EXERCISE BRIEF: Write out the lines of the rows below as a JSON list of strings, one string per line with blank lines left out. Start at the line containing "Labeling fields. Category: tow" and continue through the end of the rows.

**** EXERCISE DATA ****

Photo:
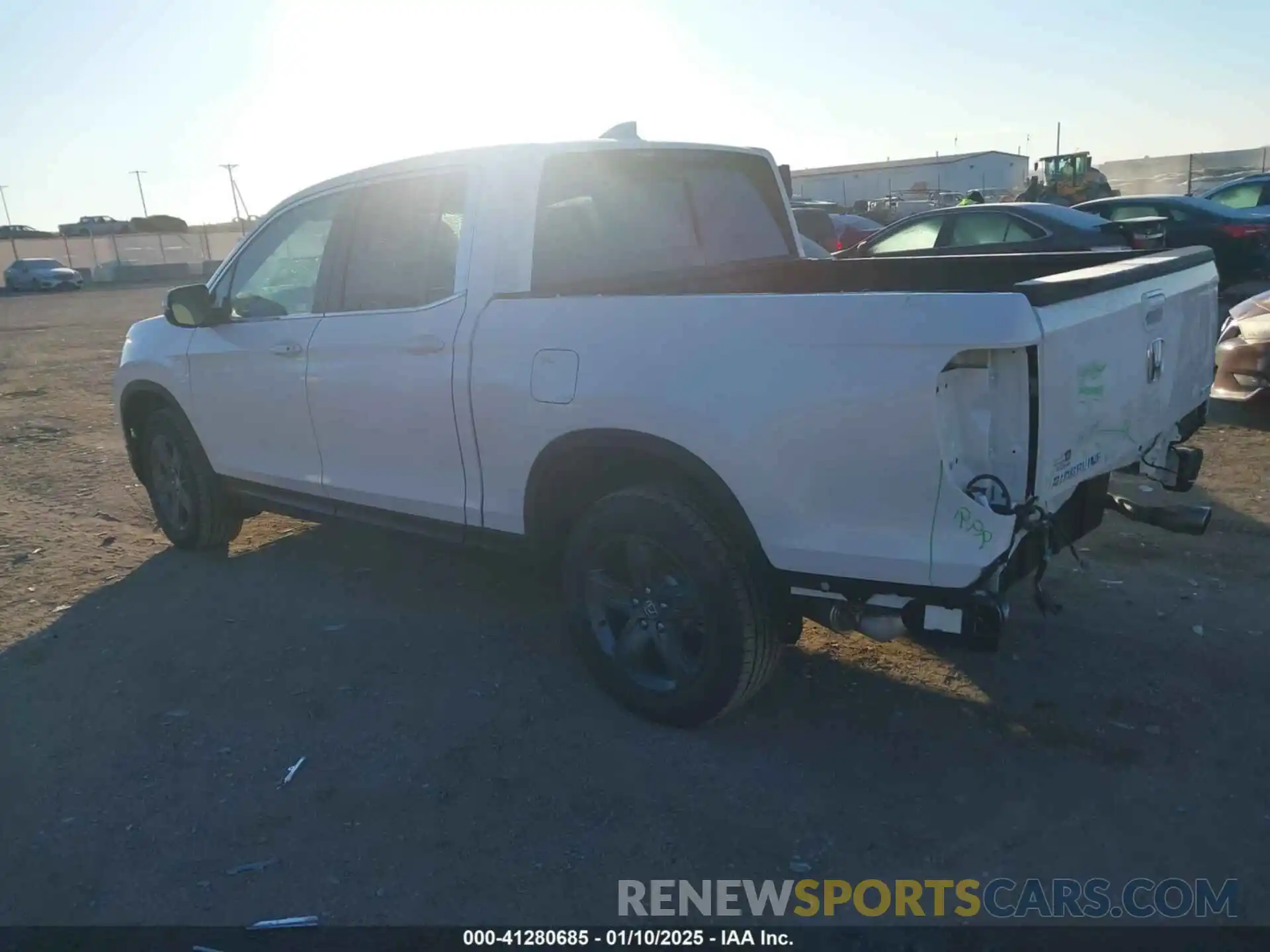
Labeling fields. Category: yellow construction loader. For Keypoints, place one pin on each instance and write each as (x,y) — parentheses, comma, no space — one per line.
(1066,179)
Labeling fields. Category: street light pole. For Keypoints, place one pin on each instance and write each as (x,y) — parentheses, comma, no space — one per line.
(230,168)
(139,173)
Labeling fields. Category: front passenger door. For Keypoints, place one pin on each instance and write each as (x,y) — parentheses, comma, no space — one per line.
(247,375)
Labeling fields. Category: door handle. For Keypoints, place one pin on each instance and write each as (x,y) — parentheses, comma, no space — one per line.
(427,344)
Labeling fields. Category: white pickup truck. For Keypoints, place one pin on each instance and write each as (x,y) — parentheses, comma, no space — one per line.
(615,353)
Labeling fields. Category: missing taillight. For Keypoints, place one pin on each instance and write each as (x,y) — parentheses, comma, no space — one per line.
(1241,231)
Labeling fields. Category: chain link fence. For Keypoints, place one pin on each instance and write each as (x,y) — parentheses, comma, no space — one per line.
(1183,175)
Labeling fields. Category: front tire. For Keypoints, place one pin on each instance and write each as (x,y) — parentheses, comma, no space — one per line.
(189,502)
(672,619)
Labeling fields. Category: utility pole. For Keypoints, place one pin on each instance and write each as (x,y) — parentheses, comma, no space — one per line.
(230,168)
(139,173)
(8,221)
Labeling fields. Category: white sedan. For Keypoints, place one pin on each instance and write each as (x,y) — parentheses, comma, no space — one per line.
(41,274)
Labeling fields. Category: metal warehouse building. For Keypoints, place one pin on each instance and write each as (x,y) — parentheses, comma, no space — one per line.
(996,172)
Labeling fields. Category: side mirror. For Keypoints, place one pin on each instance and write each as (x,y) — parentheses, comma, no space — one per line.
(190,306)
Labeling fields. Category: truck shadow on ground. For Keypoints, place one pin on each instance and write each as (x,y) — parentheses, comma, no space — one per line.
(451,739)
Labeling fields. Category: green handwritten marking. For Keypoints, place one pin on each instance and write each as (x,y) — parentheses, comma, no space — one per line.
(1089,380)
(968,524)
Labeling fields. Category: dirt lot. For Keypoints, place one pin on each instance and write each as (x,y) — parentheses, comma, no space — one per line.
(461,768)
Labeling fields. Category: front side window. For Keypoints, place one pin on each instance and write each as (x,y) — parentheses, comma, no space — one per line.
(988,229)
(1246,196)
(919,237)
(629,212)
(276,274)
(404,244)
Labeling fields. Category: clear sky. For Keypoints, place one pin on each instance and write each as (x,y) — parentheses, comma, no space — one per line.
(299,91)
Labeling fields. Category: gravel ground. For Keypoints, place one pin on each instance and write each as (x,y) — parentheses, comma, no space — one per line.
(459,766)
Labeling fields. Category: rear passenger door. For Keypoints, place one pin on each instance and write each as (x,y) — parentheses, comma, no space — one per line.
(381,360)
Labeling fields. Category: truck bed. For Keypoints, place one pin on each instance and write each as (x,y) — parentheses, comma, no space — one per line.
(1046,278)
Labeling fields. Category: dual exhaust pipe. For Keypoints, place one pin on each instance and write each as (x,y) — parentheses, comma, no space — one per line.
(1185,520)
(884,623)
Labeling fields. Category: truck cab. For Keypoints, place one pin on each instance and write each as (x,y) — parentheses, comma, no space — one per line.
(613,356)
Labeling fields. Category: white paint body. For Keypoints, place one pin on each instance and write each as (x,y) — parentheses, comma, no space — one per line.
(829,416)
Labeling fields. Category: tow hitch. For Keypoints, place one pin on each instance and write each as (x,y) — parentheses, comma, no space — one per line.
(1187,520)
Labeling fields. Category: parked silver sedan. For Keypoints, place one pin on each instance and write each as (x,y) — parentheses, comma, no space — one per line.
(41,274)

****

OUTPUT FOR THIS EXERCISE:
[
  "Labeling fields. Category: tow hitch. For Keypoints, place one pin on each instance and write each as (x,y) — parentheses, comma, no space — one per line.",
  "(1187,520)",
  "Labeling fields. Category: parked silver sedan. For Keypoints, place one pin on each instance and write each as (x,y) — parentheses, comma, no space — one per line.",
  "(41,274)"
]